● **Instructions to follow**
All lines after the one containing "Target: wing feather", together with that line itself, should be written out exactly, down to the last line of the entries below.

● **Excerpts from a dataset**
____

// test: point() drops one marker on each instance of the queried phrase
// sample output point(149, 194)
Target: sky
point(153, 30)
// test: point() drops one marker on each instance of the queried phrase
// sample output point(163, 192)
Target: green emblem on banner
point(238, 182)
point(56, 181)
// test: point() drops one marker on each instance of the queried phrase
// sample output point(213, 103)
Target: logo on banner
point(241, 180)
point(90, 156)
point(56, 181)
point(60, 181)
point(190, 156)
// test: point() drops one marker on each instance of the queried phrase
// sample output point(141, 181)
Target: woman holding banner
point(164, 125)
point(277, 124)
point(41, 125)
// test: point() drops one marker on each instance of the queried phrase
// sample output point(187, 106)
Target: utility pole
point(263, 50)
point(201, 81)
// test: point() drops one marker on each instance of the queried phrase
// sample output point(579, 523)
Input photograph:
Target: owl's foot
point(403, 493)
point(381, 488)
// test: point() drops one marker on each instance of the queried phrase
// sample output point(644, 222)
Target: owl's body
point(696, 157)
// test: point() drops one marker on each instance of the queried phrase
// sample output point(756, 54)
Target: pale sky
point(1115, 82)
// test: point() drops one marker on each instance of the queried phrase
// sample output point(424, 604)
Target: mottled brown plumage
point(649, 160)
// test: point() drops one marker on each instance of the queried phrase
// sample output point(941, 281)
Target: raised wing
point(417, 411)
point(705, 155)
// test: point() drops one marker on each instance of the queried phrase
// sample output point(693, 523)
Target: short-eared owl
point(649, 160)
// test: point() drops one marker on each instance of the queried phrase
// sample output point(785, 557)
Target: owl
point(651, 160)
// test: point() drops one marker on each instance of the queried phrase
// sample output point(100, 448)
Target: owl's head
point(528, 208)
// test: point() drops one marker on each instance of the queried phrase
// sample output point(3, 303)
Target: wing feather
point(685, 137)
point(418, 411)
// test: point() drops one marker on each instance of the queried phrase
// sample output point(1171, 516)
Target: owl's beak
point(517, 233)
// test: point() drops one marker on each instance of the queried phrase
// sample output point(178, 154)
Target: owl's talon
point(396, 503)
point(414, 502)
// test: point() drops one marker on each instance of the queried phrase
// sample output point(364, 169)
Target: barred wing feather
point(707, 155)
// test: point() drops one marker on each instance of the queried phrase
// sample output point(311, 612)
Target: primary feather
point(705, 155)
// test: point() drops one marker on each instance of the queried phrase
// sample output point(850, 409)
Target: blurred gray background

____

● **Task result**
Target: wing feather
point(685, 137)
point(418, 411)
// test: point() drops one marker on each instance of the queried phrase
// sample output point(1171, 516)
Target: owl's beak
point(517, 233)
// test: point() drops one marker on each instance of the queried phrase
// sample output point(178, 154)
Target: owl's talon
point(396, 503)
point(414, 502)
// test: point() drops one marker on each instance of the queried phrase
// sample output point(364, 169)
Target: barred wing feather
point(707, 155)
// test: point() drops one marker on each instance of the queried phrase
// sample output point(311, 612)
Target: primary feather
point(705, 155)
// test: point() drops one marker on each instance of the queried phrase
// sample output point(850, 409)
Target: blurred gray background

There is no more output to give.